**Fragment tekstu**
------------------------------------------------

BLOGOWE WIEŚCI

BLOGOWE WIEŚCI





W Klanie Burzy

Klan Burzy znów stracił lidera przez nieszczęśliwy wypadek, zabierając ze sobą dodatkową dwójkę kotów podczas ataku lisów. Przywództwo objął Króliczy Nos, któremu Piaszczysta Zamieć oddał swoje ówczesne stanowisko, na zastępcę klanu wybrana natomiast została Przepiórczy Puch. Wiele kotów przyjęło informację w trudny sposób, szczególnie Płomienny Ryk, który tamtego feralnego dnia stracił kotkę, którą uważał za matkę

W Klanie Klifu

Wojna z Klanem Wilka i samotniczkami zakończyła się upokarzającą porażką. Klan Klifu stracił wielu wojowników – Miedziany Kieł, Jerzykową Werwę, Złotą Drogę oraz przywódczynię, Liściastą Gwiazdę. Nie obyło się również bez poważnych ran bitewnych, które odnieśli Źródlana Łuna, Promieniste Słońce i Jastrzębi Zew. Klan Wilka zajął teren Czarnych Gniazd i otaczającego je lasku, dołączając go do swojego terytorium. Klan Klifu z podkulonym ogonem wrócił do obozu, by pochować zmarłych, opatrzeć swoje rany i pogodzić się z gorzką świadomością zdrady – zarówno tej ze strony samotniczek, które obiecywały im sojusz, jak i członkini własnego Klanu, zabójczyni Zagubionego Obuwika i Melodyjnego Trelu, Zielonego Wzgórza. Klifiakom pozostaje czekać na decyzje ich nowego przywódcy, Judaszowcowej Gwiazdy. Kogo kocur mianuje swoim zastępcą? Co postanowi zrobić z Jagienką i Zielonym Wzgórzem, której bezpieczeństwa bez przerwy pilnuje Bożodrzewny Kaprys, gotowa rzucić się na każdego, kto podejdzie zbyt blisko?

------------------------------------------------

**Wykaz**
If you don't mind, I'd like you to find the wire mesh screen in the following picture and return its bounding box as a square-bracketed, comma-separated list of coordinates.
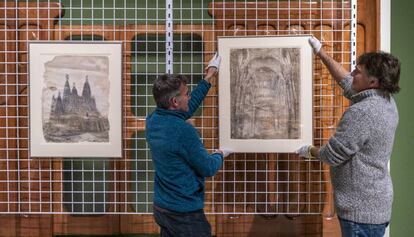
[0, 0, 356, 215]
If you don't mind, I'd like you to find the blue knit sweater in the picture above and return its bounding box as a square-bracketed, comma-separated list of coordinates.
[146, 80, 223, 212]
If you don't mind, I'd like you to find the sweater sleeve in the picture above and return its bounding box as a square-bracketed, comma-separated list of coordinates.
[185, 79, 211, 120]
[318, 108, 369, 166]
[182, 124, 223, 177]
[339, 73, 355, 100]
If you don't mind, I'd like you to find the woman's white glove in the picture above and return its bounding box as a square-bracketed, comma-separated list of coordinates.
[296, 145, 315, 159]
[215, 147, 234, 158]
[206, 52, 221, 71]
[308, 36, 322, 54]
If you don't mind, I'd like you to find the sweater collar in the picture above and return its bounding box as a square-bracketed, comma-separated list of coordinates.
[155, 107, 187, 119]
[351, 89, 386, 103]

------------------------------------------------

**Polecenia do ćwiczenia**
1) Odpowiedz na podstawie fragmentu tekstu:
(a) Kto objął przywództwo w Klanie Burzy?
(b) Jaki teren zajął Klan Wilka?
(c) Kto jest nowym przywódcą Klanu Klifu?
2) Proszę przepisać cały wykaz, zamieniając w nim każde „If you don't mind” na „If it's no trouble”, a całą resztę pozostawić bez zmian. Obrazków nie umieszczaj w odpowiedzi.

**Pełne odpowiedzi**
1)
(a) Króliczy Nos.
(b) Teren Czarnych Gniazd i otaczającego je lasku.
(c) Judaszowcowa Gwiazda.

2)
If it's no trouble, I'd like you to find the wire mesh screen in the following picture and return its bounding box as a square-bracketed, comma-separated list of coordinates.
[0, 0, 356, 215]
If it's no trouble, I'd like you to find the blue knit sweater in the picture above and return its bounding box as a square-bracketed, comma-separated list of coordinates.
[146, 80, 223, 212]
If it's no trouble, I'd like you to find the sweater sleeve in the picture above and return its bounding box as a square-bracketed, comma-separated list of coordinates.
[185, 79, 211, 120]
[318, 108, 369, 166]
[182, 124, 223, 177]
[339, 73, 355, 100]
If it's no trouble, I'd like you to find the woman's white glove in the picture above and return its bounding box as a square-bracketed, comma-separated list of coordinates.
[296, 145, 315, 159]
[215, 147, 234, 158]
[206, 52, 221, 71]
[308, 36, 322, 54]
If it's no trouble, I'd like you to find the sweater collar in the picture above and return its bounding box as a square-bracketed, comma-separated list of coordinates.
[155, 107, 187, 119]
[351, 89, 386, 103]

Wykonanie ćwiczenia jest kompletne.